• _EXERCISE DETAILS_
Please reproduce exactly the line that contains "class:railway track | box_all" and every line after it through the end of the records below, adding nothing else.

=====

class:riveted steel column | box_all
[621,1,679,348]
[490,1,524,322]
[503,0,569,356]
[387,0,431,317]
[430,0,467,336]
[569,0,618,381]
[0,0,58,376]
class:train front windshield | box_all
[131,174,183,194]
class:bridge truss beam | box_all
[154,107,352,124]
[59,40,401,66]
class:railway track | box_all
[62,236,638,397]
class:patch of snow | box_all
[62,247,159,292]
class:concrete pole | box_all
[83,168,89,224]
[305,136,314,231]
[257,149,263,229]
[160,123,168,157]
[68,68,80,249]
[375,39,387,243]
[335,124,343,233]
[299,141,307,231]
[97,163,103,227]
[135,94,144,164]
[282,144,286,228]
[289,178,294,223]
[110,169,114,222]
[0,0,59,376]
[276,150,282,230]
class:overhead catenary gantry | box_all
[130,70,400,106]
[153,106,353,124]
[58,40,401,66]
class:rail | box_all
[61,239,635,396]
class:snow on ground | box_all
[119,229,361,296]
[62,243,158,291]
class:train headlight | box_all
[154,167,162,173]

=====

• _RESULT OF THE TASK_
class:railway track | box_all
[62,236,638,397]
class:patch of snow | box_all
[62,247,159,292]
class:concrete pole | box_all
[83,168,89,224]
[305,136,314,231]
[257,149,263,229]
[160,123,168,157]
[68,68,80,249]
[375,39,387,243]
[335,124,343,233]
[299,141,307,231]
[97,163,103,227]
[135,94,144,164]
[282,144,286,228]
[289,178,294,223]
[110,169,114,222]
[0,0,59,376]
[276,150,282,230]
class:overhead catenary gantry | box_all
[130,70,400,106]
[153,106,353,124]
[58,40,401,66]
class:rail | box_all
[61,239,635,396]
class:snow on ground | box_all
[119,229,361,296]
[62,243,158,291]
class:train headlight | box_all
[154,167,162,173]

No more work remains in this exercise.